_WORK TO COMPLETE_. Write out every one of the following lines verbatim, with no change to any word, number, or punctuation mark.

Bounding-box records
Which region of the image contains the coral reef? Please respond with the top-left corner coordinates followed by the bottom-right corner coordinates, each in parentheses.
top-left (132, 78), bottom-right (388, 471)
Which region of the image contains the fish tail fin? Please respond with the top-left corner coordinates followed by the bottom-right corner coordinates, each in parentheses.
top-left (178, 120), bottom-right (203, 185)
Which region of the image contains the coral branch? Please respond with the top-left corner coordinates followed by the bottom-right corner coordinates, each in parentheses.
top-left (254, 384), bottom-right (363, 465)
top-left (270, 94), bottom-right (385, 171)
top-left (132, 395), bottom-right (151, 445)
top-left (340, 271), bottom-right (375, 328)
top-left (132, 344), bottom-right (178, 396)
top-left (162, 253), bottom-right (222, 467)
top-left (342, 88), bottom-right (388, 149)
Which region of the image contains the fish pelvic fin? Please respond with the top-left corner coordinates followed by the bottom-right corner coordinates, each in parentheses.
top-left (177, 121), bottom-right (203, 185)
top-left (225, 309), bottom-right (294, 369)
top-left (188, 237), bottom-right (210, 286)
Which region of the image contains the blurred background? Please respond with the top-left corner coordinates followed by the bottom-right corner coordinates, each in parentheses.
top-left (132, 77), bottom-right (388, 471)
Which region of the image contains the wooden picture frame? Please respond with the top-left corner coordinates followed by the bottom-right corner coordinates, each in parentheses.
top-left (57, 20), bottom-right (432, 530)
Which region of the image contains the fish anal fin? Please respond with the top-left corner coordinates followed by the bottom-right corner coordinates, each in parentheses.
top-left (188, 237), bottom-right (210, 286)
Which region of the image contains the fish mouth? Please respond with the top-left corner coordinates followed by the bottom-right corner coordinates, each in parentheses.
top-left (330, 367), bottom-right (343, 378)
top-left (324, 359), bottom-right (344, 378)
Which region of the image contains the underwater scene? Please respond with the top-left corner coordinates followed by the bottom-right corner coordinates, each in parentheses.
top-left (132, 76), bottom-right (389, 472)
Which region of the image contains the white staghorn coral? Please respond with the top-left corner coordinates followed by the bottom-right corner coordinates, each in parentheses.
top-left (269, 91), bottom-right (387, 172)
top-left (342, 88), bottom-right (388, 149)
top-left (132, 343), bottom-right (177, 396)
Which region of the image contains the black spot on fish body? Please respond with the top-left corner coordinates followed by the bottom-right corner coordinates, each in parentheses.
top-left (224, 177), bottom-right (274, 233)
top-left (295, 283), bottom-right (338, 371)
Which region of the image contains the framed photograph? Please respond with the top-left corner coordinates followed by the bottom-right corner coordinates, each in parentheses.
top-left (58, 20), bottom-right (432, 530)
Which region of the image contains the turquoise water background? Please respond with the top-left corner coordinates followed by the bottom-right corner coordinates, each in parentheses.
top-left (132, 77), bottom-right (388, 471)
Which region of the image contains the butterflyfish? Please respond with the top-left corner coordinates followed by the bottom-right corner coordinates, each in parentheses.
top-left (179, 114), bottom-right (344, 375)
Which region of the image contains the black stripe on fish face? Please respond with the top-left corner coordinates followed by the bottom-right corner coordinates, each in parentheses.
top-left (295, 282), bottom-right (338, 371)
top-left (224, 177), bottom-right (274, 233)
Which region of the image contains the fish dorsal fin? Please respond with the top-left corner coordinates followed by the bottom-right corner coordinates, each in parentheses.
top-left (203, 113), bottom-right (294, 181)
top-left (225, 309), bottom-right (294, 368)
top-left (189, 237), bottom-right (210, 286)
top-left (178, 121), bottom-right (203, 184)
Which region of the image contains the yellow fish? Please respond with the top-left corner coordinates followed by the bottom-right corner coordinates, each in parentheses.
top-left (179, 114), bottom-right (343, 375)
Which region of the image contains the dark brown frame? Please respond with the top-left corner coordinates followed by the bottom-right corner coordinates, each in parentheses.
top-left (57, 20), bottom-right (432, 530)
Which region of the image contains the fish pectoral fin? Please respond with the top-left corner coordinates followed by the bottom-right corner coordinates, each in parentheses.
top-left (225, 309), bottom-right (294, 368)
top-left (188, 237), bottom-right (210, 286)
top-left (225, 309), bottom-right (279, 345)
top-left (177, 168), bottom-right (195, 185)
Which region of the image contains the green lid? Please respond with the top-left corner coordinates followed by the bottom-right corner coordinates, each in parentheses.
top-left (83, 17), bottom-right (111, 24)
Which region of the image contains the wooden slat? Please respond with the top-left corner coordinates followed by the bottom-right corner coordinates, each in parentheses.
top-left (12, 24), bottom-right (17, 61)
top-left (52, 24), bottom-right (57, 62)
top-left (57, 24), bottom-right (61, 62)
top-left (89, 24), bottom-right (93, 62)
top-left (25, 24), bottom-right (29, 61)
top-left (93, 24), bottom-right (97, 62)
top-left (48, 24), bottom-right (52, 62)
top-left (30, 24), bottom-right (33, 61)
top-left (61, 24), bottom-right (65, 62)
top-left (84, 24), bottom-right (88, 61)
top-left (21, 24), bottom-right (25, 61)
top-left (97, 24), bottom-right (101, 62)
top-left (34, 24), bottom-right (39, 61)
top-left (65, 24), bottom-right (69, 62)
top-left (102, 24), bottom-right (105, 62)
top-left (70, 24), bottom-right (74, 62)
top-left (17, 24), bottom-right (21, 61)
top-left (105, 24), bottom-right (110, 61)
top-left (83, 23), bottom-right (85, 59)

_PROBLEM SOLUTION_.
Which region of the image contains the coral reef? Please respond with the top-left corner coordinates followed by the bottom-right corner coordinates, each in parentheses.
top-left (132, 78), bottom-right (388, 471)
Which region of the image contains the fish tail fin? Please respond with the top-left corner coordinates followed by the bottom-right corner coordinates, each in parentheses.
top-left (178, 120), bottom-right (203, 185)
Which region of the image contains the coral branch? Please respond with the top-left corner coordinates followed by the bottom-right corner coordinates, each in parentheses.
top-left (254, 384), bottom-right (363, 465)
top-left (270, 94), bottom-right (385, 171)
top-left (132, 395), bottom-right (151, 445)
top-left (340, 271), bottom-right (375, 328)
top-left (132, 344), bottom-right (178, 396)
top-left (162, 253), bottom-right (222, 467)
top-left (342, 88), bottom-right (388, 149)
Which region of the image contains the fish pelvic fin? Please respond with the top-left corner coordinates followed by the bottom-right corner coordinates, each in parentheses.
top-left (177, 121), bottom-right (203, 185)
top-left (225, 309), bottom-right (294, 369)
top-left (188, 237), bottom-right (210, 286)
Which region of the image contains the blurred background? Please respond with the top-left corner coordinates followed by the bottom-right corner coordinates, each in parentheses.
top-left (132, 77), bottom-right (388, 471)
Which region of the image contains the wooden picture frame? Please respond with the top-left corner coordinates followed by the bottom-right corner coordinates, each in parentheses.
top-left (57, 20), bottom-right (432, 530)
Which region of the image contains the fish anal fin? Please respond with the top-left corner coordinates followed by the bottom-right corner coordinates, each in parentheses.
top-left (188, 237), bottom-right (210, 286)
Which region of the image contains the fish mouth? Please respond with the top-left corner coordinates followed by the bottom-right corner coordinates, each in parentheses.
top-left (330, 367), bottom-right (343, 378)
top-left (324, 359), bottom-right (344, 378)
Which region of the image contains the underwater scene? Please respond with the top-left corner coordinates followed by the bottom-right corner coordinates, each in parentheses.
top-left (132, 76), bottom-right (389, 472)
Which region of the image contains the white staghorn coral? Please respond with the top-left corner coordinates followed by the bottom-right corner coordinates, each in parentheses.
top-left (269, 91), bottom-right (387, 172)
top-left (342, 88), bottom-right (388, 149)
top-left (132, 343), bottom-right (177, 396)
Which region of the image contains the black spot on fish body? Please respond with the top-left corner coordinates followed by the bottom-right corner coordinates, each in parentheses.
top-left (224, 177), bottom-right (274, 233)
top-left (295, 283), bottom-right (338, 371)
Which region of the image contains the framed photograph? Please respond with the top-left corner coordinates followed by the bottom-right corner coordinates, each in parentheses.
top-left (58, 20), bottom-right (432, 530)
Which region of the image contains the turquoise water background? Please respond with the top-left corner coordinates followed by the bottom-right corner coordinates, each in parentheses.
top-left (132, 77), bottom-right (388, 471)
Which region of the image contains the butterflyfish? Please respond with the top-left corner coordinates followed by the bottom-right corner coordinates, each in parentheses.
top-left (179, 114), bottom-right (344, 375)
Which region of the image contains the black stripe on fish face? Please respond with the top-left corner coordinates followed by the bottom-right corner coordinates, each in parentheses.
top-left (295, 282), bottom-right (338, 371)
top-left (224, 177), bottom-right (274, 233)
Which region of the image contains the fish dorsal fin? Please respond with the top-left corner coordinates followed by the bottom-right corner coordinates, each in parentheses.
top-left (203, 113), bottom-right (294, 181)
top-left (225, 309), bottom-right (294, 368)
top-left (189, 237), bottom-right (210, 286)
top-left (178, 121), bottom-right (203, 184)
Which region of the image contains the yellow fish? Please respond with the top-left corner coordinates followed by the bottom-right corner coordinates, each in parentheses.
top-left (179, 114), bottom-right (343, 375)
Which region of the image contains the dark brown frame? Please respond with the top-left corner coordinates followed by the bottom-right corner coordinates, each in parentheses.
top-left (57, 20), bottom-right (432, 530)
Which region of the image contains the fish pectoral fin? Please respond with the top-left corner coordinates followed by the bottom-right corner coordinates, each in parentheses.
top-left (225, 309), bottom-right (294, 368)
top-left (188, 237), bottom-right (210, 286)
top-left (225, 309), bottom-right (279, 345)
top-left (177, 168), bottom-right (195, 185)
Which region of the image contains the green lid? Please respond with the top-left corner coordinates followed by the bottom-right corner coordinates, each in parentheses.
top-left (83, 17), bottom-right (111, 24)
Which region of the image contains the wooden slat? Please respond with the top-left corner coordinates followed by the bottom-right corner coordinates, each in parentheses.
top-left (12, 24), bottom-right (17, 61)
top-left (52, 24), bottom-right (57, 62)
top-left (57, 24), bottom-right (61, 62)
top-left (89, 24), bottom-right (93, 62)
top-left (25, 24), bottom-right (29, 61)
top-left (93, 24), bottom-right (97, 62)
top-left (48, 24), bottom-right (52, 62)
top-left (30, 24), bottom-right (33, 61)
top-left (61, 24), bottom-right (65, 62)
top-left (84, 24), bottom-right (88, 61)
top-left (21, 24), bottom-right (25, 61)
top-left (97, 24), bottom-right (101, 62)
top-left (34, 24), bottom-right (39, 61)
top-left (65, 24), bottom-right (69, 62)
top-left (102, 24), bottom-right (105, 62)
top-left (70, 24), bottom-right (74, 62)
top-left (17, 24), bottom-right (21, 61)
top-left (105, 24), bottom-right (110, 61)
top-left (83, 23), bottom-right (85, 59)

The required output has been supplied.